Quote the line containing "Task: pick out the blonde woman's face." and all lines that follow it in the listing below, exactly as written.

Records shown:
━━━━━━━━━━━━━━━━━━━━

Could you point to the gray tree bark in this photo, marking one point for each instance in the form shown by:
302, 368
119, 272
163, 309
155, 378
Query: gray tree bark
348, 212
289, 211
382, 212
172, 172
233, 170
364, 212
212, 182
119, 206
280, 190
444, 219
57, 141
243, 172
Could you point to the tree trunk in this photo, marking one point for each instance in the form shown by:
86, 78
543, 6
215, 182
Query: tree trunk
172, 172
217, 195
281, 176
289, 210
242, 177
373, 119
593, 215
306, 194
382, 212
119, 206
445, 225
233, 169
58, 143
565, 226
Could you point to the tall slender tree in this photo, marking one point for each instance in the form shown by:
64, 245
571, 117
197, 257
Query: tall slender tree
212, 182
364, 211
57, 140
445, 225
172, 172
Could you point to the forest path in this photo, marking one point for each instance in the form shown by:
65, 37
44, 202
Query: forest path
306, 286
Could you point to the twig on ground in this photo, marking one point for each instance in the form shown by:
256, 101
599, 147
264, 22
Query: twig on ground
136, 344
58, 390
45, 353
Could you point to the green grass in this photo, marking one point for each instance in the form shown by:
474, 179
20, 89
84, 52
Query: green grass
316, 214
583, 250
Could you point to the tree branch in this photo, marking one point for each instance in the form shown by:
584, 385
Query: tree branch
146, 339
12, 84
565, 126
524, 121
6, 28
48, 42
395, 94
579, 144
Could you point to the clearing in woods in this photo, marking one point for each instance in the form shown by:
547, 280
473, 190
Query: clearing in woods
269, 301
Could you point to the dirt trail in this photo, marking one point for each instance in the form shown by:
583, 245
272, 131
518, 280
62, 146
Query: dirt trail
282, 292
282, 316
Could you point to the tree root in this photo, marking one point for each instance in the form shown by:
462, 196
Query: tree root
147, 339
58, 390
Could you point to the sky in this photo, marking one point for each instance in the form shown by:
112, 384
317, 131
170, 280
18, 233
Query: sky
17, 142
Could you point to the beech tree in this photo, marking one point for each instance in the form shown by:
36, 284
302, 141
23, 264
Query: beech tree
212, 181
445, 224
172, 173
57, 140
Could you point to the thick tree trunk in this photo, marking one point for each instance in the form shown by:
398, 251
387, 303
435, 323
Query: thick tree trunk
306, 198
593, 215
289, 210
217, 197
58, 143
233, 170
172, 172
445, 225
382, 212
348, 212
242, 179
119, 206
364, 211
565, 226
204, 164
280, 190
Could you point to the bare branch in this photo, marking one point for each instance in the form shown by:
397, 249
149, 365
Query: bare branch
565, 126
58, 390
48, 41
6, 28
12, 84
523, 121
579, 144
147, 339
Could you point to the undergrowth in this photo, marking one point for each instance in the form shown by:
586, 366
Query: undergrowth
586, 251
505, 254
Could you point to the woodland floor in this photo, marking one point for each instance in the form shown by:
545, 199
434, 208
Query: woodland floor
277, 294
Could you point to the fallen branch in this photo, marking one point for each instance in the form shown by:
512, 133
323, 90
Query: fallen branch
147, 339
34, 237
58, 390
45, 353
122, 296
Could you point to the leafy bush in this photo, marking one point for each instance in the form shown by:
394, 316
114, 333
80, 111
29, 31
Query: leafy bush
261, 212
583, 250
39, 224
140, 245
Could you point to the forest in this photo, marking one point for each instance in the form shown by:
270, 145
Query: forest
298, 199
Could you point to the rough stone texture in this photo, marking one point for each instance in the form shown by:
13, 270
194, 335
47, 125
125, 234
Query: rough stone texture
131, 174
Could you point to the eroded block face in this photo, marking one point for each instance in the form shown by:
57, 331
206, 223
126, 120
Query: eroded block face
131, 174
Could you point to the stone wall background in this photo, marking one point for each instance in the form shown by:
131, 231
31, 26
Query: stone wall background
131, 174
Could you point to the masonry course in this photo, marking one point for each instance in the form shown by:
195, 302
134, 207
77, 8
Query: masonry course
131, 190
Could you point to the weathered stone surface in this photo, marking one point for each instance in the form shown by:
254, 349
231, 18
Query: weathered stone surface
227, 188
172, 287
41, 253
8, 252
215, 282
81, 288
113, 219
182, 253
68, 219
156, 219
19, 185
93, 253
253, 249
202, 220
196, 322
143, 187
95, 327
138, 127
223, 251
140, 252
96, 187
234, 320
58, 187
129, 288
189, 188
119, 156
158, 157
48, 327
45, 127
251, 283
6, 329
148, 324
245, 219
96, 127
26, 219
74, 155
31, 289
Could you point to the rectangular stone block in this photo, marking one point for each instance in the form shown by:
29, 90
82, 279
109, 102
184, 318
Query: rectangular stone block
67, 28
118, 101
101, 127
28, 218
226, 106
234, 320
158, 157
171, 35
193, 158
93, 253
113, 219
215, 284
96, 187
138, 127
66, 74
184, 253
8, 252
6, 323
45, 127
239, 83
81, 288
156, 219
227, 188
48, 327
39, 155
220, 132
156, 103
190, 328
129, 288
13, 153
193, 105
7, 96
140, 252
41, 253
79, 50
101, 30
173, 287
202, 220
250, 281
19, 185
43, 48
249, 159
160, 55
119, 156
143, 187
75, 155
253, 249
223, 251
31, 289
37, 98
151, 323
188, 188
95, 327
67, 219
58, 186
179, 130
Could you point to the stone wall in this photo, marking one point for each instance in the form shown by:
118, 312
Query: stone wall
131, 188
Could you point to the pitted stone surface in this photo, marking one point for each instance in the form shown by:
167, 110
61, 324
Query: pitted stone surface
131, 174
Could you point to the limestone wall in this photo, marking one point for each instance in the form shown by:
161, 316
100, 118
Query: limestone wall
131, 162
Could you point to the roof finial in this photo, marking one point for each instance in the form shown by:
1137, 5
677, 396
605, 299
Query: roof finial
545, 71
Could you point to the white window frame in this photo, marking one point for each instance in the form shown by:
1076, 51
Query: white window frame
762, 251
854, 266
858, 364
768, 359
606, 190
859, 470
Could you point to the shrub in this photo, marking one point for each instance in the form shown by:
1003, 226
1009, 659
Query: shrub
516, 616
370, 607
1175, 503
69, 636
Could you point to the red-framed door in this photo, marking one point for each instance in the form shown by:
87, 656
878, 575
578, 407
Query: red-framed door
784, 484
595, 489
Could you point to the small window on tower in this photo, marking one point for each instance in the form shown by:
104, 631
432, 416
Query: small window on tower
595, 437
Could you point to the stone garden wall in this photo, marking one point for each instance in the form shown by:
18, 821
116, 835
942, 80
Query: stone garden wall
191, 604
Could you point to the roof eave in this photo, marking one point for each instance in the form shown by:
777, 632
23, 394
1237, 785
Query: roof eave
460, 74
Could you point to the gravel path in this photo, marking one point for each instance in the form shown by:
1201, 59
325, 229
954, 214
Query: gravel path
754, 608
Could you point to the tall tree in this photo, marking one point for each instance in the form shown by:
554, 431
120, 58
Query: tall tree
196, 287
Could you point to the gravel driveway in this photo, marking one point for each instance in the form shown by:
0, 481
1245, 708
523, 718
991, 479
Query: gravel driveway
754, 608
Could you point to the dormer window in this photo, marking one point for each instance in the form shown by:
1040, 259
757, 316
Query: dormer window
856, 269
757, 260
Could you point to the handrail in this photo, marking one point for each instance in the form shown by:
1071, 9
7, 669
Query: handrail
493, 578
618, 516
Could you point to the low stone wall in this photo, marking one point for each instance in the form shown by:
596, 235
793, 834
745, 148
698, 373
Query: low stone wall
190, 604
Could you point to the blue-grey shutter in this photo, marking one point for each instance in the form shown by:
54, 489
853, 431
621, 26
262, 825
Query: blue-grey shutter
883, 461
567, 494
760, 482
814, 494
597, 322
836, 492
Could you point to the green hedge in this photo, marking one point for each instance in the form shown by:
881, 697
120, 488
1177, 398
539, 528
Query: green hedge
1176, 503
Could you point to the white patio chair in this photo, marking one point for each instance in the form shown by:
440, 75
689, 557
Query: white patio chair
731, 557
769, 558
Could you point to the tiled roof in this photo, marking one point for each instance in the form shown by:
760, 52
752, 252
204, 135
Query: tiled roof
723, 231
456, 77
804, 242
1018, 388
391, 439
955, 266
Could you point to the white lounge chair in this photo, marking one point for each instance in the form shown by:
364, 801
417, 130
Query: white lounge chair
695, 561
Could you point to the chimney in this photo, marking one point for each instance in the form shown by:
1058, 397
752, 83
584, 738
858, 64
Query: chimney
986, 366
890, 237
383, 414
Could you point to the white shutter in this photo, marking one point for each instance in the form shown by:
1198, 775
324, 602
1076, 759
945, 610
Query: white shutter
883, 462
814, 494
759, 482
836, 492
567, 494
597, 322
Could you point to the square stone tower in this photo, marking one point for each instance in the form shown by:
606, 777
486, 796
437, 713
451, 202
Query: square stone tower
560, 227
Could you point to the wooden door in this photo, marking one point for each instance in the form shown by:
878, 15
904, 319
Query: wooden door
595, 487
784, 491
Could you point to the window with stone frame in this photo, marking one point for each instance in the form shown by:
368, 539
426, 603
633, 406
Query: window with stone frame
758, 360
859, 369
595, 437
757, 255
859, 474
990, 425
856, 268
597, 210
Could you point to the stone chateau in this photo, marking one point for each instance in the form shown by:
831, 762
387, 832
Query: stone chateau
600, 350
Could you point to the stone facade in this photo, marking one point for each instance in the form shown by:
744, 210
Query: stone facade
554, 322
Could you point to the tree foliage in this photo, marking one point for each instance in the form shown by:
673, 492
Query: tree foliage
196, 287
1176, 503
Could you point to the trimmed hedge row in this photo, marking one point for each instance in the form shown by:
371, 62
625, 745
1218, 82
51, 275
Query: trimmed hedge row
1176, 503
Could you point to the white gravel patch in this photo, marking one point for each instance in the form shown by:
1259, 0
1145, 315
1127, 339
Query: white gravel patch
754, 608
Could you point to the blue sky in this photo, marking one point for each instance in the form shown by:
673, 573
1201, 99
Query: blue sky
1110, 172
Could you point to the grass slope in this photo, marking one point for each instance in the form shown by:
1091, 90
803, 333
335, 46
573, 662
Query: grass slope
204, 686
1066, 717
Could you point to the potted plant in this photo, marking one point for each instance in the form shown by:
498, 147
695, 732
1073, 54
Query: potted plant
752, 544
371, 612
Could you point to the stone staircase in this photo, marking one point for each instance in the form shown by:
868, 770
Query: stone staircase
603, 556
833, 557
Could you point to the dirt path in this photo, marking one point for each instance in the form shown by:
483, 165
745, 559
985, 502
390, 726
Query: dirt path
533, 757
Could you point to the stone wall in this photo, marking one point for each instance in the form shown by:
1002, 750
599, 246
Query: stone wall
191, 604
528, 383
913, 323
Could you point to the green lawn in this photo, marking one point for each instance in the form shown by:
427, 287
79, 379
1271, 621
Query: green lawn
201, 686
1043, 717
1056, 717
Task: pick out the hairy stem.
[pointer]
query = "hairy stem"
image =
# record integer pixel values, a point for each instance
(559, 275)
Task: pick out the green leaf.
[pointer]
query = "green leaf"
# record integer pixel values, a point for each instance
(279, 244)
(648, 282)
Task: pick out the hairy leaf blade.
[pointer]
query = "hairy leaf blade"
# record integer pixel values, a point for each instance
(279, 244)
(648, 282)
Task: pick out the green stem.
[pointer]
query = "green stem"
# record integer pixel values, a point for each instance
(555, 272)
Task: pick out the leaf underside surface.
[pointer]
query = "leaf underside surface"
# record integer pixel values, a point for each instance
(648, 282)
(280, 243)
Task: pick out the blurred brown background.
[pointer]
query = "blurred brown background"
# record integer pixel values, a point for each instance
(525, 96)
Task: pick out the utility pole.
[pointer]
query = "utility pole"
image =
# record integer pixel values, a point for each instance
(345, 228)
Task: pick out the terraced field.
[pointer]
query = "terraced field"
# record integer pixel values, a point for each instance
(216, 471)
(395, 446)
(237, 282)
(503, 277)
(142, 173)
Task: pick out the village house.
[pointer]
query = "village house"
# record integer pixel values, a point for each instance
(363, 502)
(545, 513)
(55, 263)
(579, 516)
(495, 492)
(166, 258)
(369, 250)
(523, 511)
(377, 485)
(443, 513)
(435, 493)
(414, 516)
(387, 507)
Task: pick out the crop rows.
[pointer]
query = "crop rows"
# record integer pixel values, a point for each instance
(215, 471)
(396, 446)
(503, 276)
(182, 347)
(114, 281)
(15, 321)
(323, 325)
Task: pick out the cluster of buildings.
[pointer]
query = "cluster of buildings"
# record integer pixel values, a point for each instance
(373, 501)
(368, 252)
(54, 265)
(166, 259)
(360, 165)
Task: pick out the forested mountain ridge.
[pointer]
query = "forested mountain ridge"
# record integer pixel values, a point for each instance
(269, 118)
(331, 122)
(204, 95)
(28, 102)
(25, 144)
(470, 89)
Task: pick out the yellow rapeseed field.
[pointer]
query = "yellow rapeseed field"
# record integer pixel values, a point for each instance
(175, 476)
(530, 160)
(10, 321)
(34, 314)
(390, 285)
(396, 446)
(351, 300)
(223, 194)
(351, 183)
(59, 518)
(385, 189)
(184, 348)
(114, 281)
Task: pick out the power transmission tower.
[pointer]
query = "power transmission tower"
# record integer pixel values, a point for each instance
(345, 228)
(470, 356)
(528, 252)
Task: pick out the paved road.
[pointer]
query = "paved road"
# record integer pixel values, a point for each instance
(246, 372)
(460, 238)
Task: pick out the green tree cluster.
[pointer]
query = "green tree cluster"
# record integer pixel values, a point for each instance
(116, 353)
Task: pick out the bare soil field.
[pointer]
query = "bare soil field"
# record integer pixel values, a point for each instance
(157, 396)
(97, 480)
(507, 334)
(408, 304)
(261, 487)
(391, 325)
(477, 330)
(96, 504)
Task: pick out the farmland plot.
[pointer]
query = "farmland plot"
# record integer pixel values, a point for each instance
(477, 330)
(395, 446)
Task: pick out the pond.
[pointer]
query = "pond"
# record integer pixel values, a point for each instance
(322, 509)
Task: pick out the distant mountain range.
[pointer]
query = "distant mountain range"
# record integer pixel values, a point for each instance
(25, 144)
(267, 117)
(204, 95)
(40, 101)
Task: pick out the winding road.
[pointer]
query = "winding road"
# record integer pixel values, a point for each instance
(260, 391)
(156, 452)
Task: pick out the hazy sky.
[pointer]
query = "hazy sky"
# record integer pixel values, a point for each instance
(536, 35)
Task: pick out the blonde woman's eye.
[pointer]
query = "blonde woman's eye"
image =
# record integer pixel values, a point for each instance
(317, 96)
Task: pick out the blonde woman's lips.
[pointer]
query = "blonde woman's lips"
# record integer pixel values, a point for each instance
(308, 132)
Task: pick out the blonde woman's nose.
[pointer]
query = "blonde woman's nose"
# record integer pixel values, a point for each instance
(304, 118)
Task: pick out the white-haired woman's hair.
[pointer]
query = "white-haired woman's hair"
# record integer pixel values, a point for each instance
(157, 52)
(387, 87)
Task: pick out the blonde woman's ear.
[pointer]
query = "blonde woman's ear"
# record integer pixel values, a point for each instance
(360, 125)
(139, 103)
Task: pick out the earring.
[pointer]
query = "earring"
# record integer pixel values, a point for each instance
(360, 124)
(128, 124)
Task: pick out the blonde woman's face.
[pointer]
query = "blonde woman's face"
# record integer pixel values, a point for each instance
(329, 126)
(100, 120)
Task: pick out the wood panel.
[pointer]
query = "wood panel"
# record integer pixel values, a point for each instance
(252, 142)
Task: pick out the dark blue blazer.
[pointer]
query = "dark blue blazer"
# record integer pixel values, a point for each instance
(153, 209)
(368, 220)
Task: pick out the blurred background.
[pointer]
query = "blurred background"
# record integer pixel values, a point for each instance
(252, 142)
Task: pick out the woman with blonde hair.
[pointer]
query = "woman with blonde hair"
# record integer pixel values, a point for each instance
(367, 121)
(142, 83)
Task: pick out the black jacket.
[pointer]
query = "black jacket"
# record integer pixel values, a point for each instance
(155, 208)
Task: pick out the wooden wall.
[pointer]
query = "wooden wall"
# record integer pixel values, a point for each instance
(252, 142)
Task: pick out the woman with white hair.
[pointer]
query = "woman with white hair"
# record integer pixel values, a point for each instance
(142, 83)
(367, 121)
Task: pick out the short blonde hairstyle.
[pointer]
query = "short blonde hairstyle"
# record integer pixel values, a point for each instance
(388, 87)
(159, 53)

━━━━━━━━━━━━━━━━━━━━

Output:
Task: pick out the blonde woman's face.
[pointer]
query = "blonde woman's face"
# record integer pixel values, a point for each instance
(329, 126)
(100, 120)
Task: pick out the wood panel.
[pointer]
query = "wood panel"
# record integer pixel values, a point for each instance
(252, 142)
Task: pick out the dark blue blazer.
[pointer]
query = "dark blue blazer"
# record integer pixel values, a point for each instance
(153, 209)
(368, 220)
Task: pick out the blurred background.
[pointer]
query = "blurred background"
# record integer pixel values, a point for each instance
(252, 142)
Task: pick out the woman with blonde hair.
[pointer]
query = "woman with blonde hair"
# record integer pixel values, a point for each instance
(367, 121)
(142, 83)
Task: pick out the black jacket.
[pointer]
query = "black jacket"
# record integer pixel values, a point for each instance
(155, 208)
Task: pick out the wooden wall.
[pointer]
query = "wooden wall"
# record integer pixel values, a point for each instance
(252, 142)
Task: pick out the woman with white hair.
[pointer]
query = "woman with white hair"
# record integer pixel values, a point for each instance
(142, 83)
(367, 121)
Task: pick out the short blonde hairstyle.
[pointer]
query = "short blonde hairstyle"
# record integer pixel values, a point for each instance
(388, 87)
(159, 53)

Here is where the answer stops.